**Sayfa metni**
----------

Ermenistan’da yeni siyasal dinamikler

Ermenistan’da devrim rüzgârları esmeye devam ediyor. Başbakan Nikol Paşinyan geçtiğimiz günlerde “ülkenin yargı sistemine cerrahi müdahalede bulunma zamanının geldiğini” ve dolayısıyla “2018’de gerçekleşen devrimin ikinci ve en önemli aşamasına geçildiğini” duyurdu. Peki, Ermenistan’daki “Kadife Devrim”in ikinci safhası hangi siyasi sonuçları doğuracak? Ermenistan-Rusya ve Ermenistan-Batı dünyası ilişkileri bu süreçten nasıl etkilenecek? Güney Kafkasya bölgesinin güvenliği açısından bu sürecin önemi nedir?

Ermenistan’da yaşanan gelişmeleri anlamak ve yukarıdaki sorulara cevap verebilmek için 2018’de patlak veren ve daha sonra Kadife Devrim olarak adlandırılacak olan olaylara göz atmak gerekiyor. “Bir adım at, Serj’e hayır de!” sloganıyla başlayan kitlesel protestolar, daha önce 10 yıl boyunca cumhurbaşkanlığı görevini yürüten ancak halkın sokağa döküldüğü tarihlerde başbakanlık görevinde bulunan Serj Sarkisyan’ın istifasına yol açtı. Akabinde bu göreve protesto hareketinin lideri Nikol Paşinyan geldi. Ülkenin yürütme organının başına geçen Paşinyan, devlet kurumlarının önemli bir kısmının başbakan tarafından kontrol edilmediğini ve bu kurumların aynı zamanda ülkedeki “değişim rüzgârına” karşı ihtiyatlı bir yaklaşım sergilediklerini gördü.

----------

**Yapılacak iş**
Sayfa metninde tırnak işaretleri arasında geçen bütün ifadeleri, metindeki sıralarıyla alt alta yazın.

**Veriler**
----------

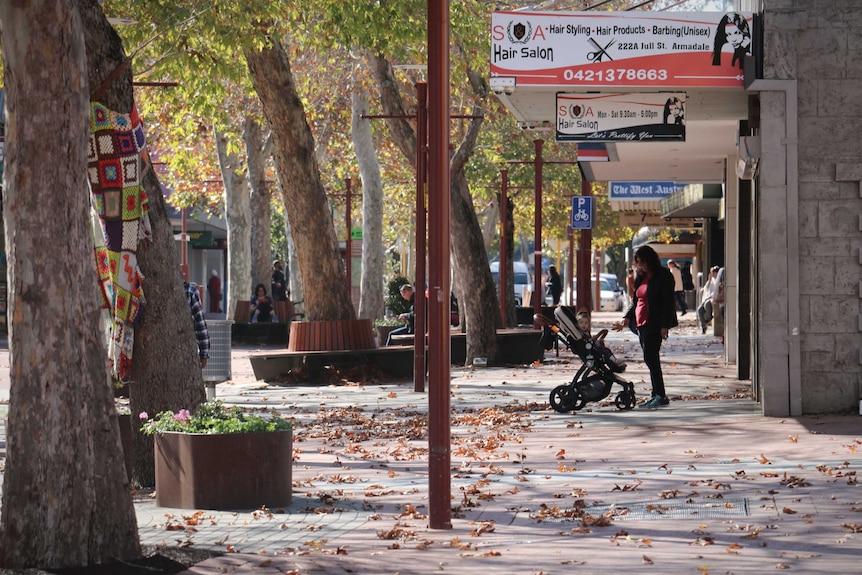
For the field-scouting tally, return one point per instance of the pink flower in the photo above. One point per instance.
(183, 415)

----------

**Görevin cevabı**
“ülkenin yargı sistemine cerrahi müdahalede bulunma zamanının geldiğini”
“2018’de gerçekleşen devrimin ikinci ve en önemli aşamasına geçildiğini”
“Kadife Devrim”
“Bir adım at, Serj’e hayır de!”
“değişim rüzgârına”